— START —

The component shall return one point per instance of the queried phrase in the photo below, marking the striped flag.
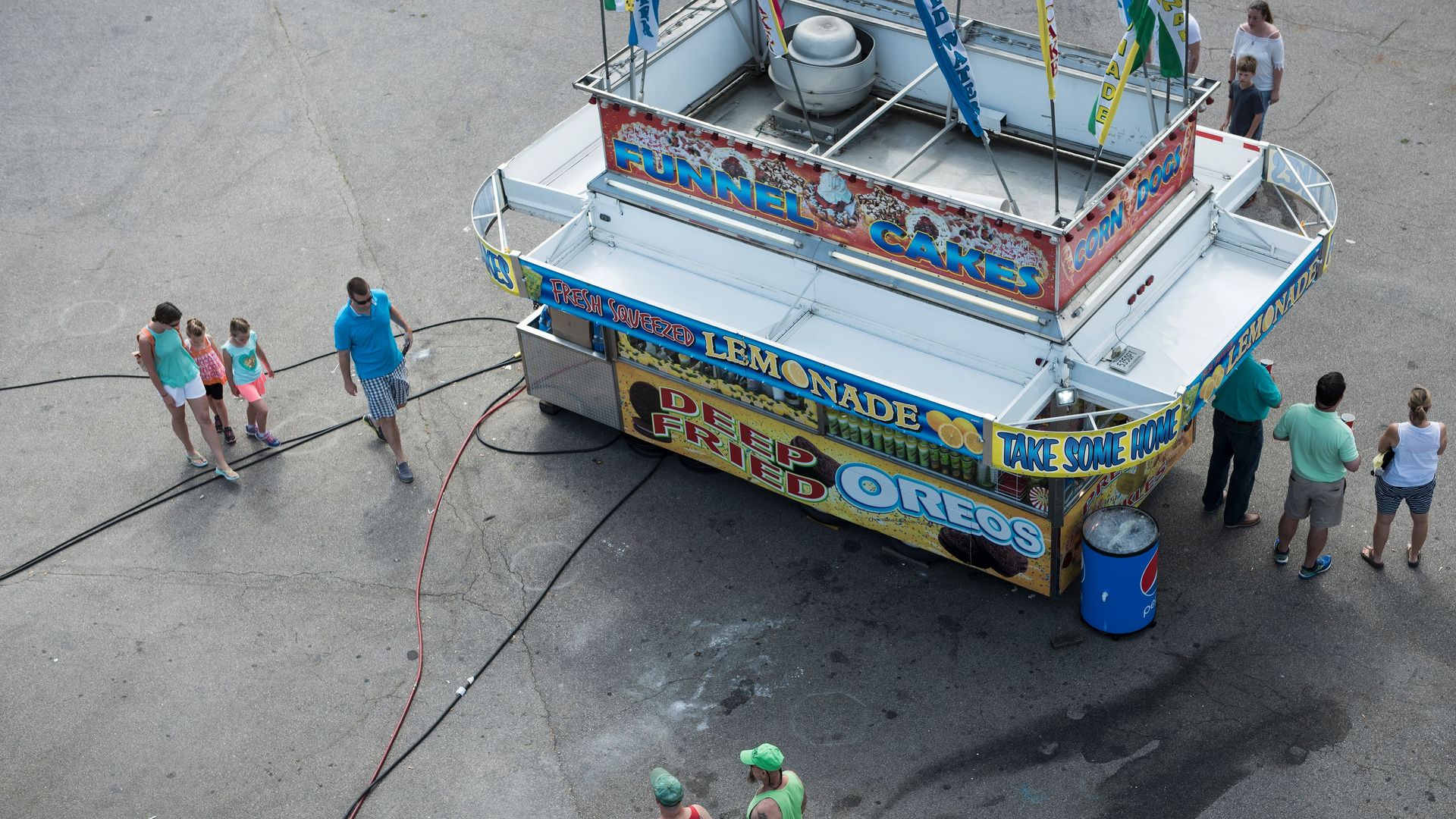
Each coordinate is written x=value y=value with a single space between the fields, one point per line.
x=1125 y=61
x=949 y=55
x=644 y=25
x=770 y=17
x=1047 y=22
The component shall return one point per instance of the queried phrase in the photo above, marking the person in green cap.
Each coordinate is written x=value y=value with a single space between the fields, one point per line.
x=669 y=795
x=781 y=793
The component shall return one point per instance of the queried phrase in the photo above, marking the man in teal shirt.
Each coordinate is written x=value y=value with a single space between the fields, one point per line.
x=1239 y=409
x=1323 y=449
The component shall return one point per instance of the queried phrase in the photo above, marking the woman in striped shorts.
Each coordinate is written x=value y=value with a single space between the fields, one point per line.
x=1410 y=477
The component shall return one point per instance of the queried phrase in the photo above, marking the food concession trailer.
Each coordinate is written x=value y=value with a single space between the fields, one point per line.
x=873 y=314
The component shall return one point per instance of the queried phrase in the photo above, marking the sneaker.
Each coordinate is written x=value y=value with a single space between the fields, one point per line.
x=1321 y=564
x=378 y=431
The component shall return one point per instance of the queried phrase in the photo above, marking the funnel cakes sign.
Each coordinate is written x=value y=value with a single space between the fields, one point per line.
x=952 y=243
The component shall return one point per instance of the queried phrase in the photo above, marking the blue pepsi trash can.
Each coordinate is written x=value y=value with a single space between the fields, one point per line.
x=1119 y=570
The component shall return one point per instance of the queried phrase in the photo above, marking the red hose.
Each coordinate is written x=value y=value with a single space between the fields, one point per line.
x=419 y=580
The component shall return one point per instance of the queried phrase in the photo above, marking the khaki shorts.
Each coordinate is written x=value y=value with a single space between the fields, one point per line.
x=1318 y=500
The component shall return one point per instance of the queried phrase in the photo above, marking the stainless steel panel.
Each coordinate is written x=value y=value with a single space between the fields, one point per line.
x=568 y=376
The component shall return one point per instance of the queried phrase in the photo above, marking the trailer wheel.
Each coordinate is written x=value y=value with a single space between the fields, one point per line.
x=823 y=518
x=644 y=447
x=695 y=465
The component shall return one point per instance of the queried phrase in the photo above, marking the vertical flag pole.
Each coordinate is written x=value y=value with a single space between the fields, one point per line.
x=1047 y=28
x=1091 y=174
x=632 y=72
x=986 y=142
x=1187 y=25
x=606 y=60
x=770 y=19
x=802 y=107
x=1056 y=164
x=642 y=86
x=1147 y=89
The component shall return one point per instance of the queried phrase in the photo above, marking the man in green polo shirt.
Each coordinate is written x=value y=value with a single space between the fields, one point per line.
x=781 y=793
x=1323 y=449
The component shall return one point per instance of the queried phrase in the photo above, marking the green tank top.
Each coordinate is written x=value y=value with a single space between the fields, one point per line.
x=789 y=798
x=175 y=365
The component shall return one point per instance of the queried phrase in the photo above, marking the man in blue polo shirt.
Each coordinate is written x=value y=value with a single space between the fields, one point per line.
x=1239 y=409
x=363 y=337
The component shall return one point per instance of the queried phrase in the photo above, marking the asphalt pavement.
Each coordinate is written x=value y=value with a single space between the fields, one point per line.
x=245 y=651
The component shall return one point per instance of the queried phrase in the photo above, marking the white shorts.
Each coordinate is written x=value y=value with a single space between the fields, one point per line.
x=181 y=395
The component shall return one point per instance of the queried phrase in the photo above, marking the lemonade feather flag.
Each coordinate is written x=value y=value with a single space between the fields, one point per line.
x=1047 y=22
x=770 y=18
x=1126 y=60
x=949 y=55
x=1172 y=36
x=644 y=25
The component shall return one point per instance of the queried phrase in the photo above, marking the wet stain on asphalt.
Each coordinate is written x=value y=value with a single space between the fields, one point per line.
x=742 y=694
x=1196 y=725
x=701 y=784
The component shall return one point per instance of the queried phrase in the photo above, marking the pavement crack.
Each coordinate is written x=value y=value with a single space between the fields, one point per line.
x=347 y=191
x=551 y=727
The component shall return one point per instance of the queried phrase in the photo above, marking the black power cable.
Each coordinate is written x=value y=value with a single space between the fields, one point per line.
x=64 y=379
x=469 y=681
x=504 y=450
x=187 y=484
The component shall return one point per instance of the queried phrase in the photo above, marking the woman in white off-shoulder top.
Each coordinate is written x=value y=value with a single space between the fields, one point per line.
x=1258 y=38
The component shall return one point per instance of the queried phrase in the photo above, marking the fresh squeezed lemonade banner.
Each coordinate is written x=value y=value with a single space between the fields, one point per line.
x=1307 y=273
x=837 y=479
x=946 y=241
x=1100 y=235
x=1075 y=455
x=756 y=359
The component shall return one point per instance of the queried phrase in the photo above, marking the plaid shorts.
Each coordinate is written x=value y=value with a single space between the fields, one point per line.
x=388 y=392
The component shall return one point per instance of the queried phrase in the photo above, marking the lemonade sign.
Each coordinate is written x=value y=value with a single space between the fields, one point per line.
x=959 y=435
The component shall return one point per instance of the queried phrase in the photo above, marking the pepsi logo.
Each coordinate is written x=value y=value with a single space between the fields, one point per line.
x=1149 y=582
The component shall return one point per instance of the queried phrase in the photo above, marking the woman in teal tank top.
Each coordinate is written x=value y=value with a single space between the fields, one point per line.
x=177 y=379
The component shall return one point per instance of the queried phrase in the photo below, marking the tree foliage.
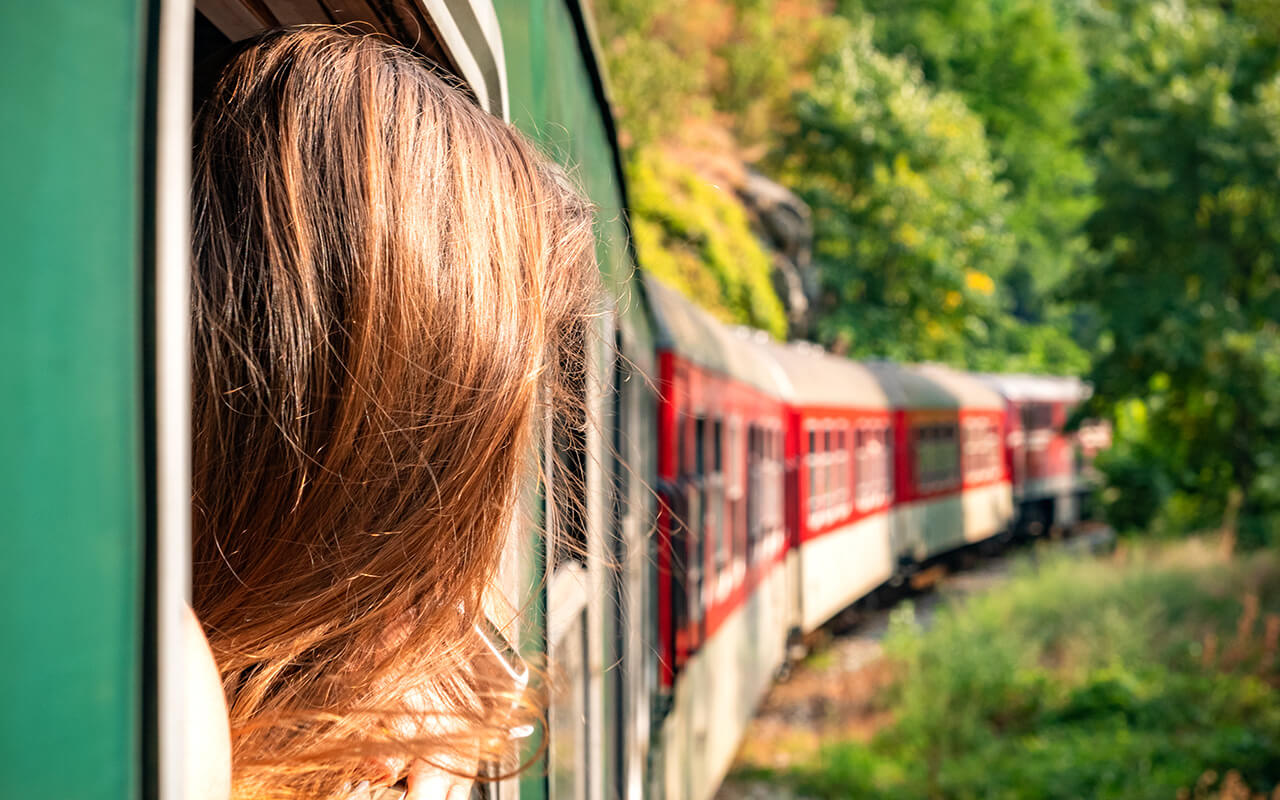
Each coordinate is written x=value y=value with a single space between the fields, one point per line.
x=910 y=219
x=1018 y=64
x=1184 y=128
x=696 y=238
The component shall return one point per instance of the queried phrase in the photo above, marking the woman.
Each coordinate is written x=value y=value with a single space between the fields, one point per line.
x=389 y=286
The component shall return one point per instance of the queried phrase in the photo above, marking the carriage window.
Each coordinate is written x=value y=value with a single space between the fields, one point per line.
x=827 y=464
x=716 y=499
x=812 y=462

— END —

__Problem to solve__
Reproduce all of the material above with every "queried phrase" changed to "search phrase" and nothing else altered, leaving out the pictures.

__Solution to this problem__
The component shall return one point per instance of the search phrase in the photo below, marking the striped flag.
Each coordinate is written x=value y=value with a single space between the fields, one point per line.
x=1125 y=61
x=949 y=55
x=644 y=25
x=770 y=17
x=1047 y=22
The component shall return one point per instance of the search phrase in the photo above, marking the person in green cap.
Each coordinate is written x=value y=value with a single space between the fields, one point per line.
x=669 y=795
x=781 y=793
The component shall return one point per instance of the search phrase in the photo above, marking the man in teal shirt.
Each coordinate is written x=value y=value with a single space between the fields, one point per line.
x=1239 y=409
x=1323 y=449
The component shall return one point per instance of the search phrase in the photo above, marking the woman in striped shorts.
Each coordinate is written x=value y=value with a single space between the fields, one point per line.
x=1410 y=477
The component shall return one point per instance of the search phrase in the photo above, marking the food concession trailer.
Each coordinate is written x=value y=value with a single space between the fields, one point per line.
x=873 y=314
The component shall return one point per instance of the search phrase in the photo above, marking the sneaker.
Each coordinate is written x=value y=value with a single space between the fields, one point per line.
x=1321 y=564
x=378 y=431
The component shall return one point per instance of the search phrase in the photo above, marking the funnel cakes sign.
Each coordinate is written x=value y=value with a single space between the fields, one point per line.
x=952 y=243
The component shall return one point per instance of the search phrase in the photo above, marking the blue pepsi trash can.
Each coordinate is written x=value y=value with a single space between the fields, one point per line.
x=1119 y=570
The component shall return one point per instance of the search phrase in the photo above, marking the red hose.
Each coordinate is written x=value y=value with a single space between the fields, one point per line.
x=419 y=580
The component shall return one point per instance of the search phrase in the photo above, marking the khaki shorts.
Each coordinate is written x=value y=value with a single space between the fields, one point per line.
x=1318 y=500
The component shall return one point per instance of the search phrase in the photo above, marking the stainless steel panel.
Each coordinate is written x=value y=value with a single space between the fields, one point per line.
x=568 y=376
The component shall return one point per instance of the search phrase in the photo above, marking the trailer wheel.
Each coordinate is written x=value y=value with a single space between the fields, one point per line.
x=823 y=518
x=644 y=447
x=695 y=465
The component shall return one point per instance of the search phrase in the photo above, marking the vertical flag pole.
Each coordinate is written x=value y=value with a single space between the fields, one point per line.
x=1047 y=28
x=1091 y=174
x=632 y=72
x=986 y=142
x=1187 y=25
x=606 y=60
x=770 y=19
x=802 y=107
x=1056 y=164
x=642 y=86
x=1147 y=89
The component shall return one point per instance of the search phrase in the photo above, marking the man in green polo shirt.
Each coordinate is written x=value y=value with a single space between the fields, one point per line.
x=781 y=793
x=1323 y=449
The component shall return one point per instance of the search phrase in the photo above, marking the green tank top.
Each coordinate is written x=value y=value with a single space between the fields, one point per line.
x=789 y=798
x=175 y=365
The component shall return one point per instance of the search phrase in the photo above, marking the man in blue polo shirt.
Each coordinate is written x=value y=value with a single space between the fields, one point per line.
x=1239 y=409
x=363 y=337
The component shall return one point per instance of the search phrase in the photo above, marking the asphalt pavement.
Each coordinate is written x=value y=value with a single space between the fields, one point per line.
x=245 y=651
The component shall return one point per instance of the search phrase in the photo above, marking the white shorts.
Each coordinate is written x=value y=value with a single space between the fields, one point per line.
x=181 y=395
The component shall return one point per instance of the search phrase in the photo above, marking the lemonade feather flag.
Each coordinate is written x=value y=value with a single space between the fields, one point per line.
x=1047 y=22
x=770 y=18
x=1126 y=60
x=949 y=55
x=1172 y=36
x=644 y=25
The component shall return one point per instance of the search phrase in the photo above, marking the wet stain on asphalt.
Each coordinate is written x=value y=value with a single space between the fields, one point per line.
x=742 y=694
x=1196 y=725
x=701 y=784
The component shall return one point per instance of the search phrase in the photo above, marking the pavement crack.
Each coordinate is written x=value y=value with a single space between the fields, one point per line.
x=347 y=191
x=551 y=727
The component shall return one point per instance of the search phrase in the photo above, marking the black power cable.
Each coordinate is written x=value y=value with a single space between the fields, one point per line.
x=64 y=379
x=469 y=681
x=504 y=450
x=187 y=484
The component shall return one point per instance of the search phrase in the photo above, marking the woman in white off-shoulder top.
Each coordinate is written x=value y=value with a single space between the fields, one point per line.
x=1258 y=38
The component shall return one point per instance of the search phrase in the photo above, marking the fresh squeezed lemonade banner.
Each coordinate is written x=value y=value with a single space between the fields, one point per line.
x=1307 y=273
x=837 y=479
x=946 y=241
x=1100 y=235
x=1075 y=455
x=756 y=359
The component shall return one point per instance of the search phrase in the photo above, marking the plaid shorts.
Each coordinate is written x=value y=value with a single space between the fields, one point per line.
x=388 y=392
The component shall return one point per instance of the search phrase in the photo above, marking the lemonade sign.
Each coordinate is written x=value y=value with a single space between the fields, one point per line.
x=959 y=435
The component shall return one point per instance of the search phrase in the photo above, marking the pepsi logo.
Each coordinate is written x=value y=value with a single space between the fields, one point per line.
x=1149 y=582
The component shall return one point per instance of the search phrase in the photo above, marking the woman in teal tank top.
Each coordinate is written x=value y=value with a single space between the fields, one point per line.
x=177 y=379
The component shall return one point per instance of the search phrase in the photo below, marking the tree foliage.
Each coordinate is written x=value y=value with a single space between the fields, one point per line.
x=910 y=219
x=1018 y=64
x=1184 y=128
x=696 y=238
The component shall return one point per instance of the search phrase in the photo above, marking the woman.
Each coordinate is written x=value y=value with a single space between the fields, one point per line.
x=389 y=286
The component shall return one point per instance of the search phrase in the photo above, marking the carriage window.
Each coordinate is written x=value y=value with a single space between the fields, one point per line.
x=827 y=464
x=716 y=499
x=812 y=462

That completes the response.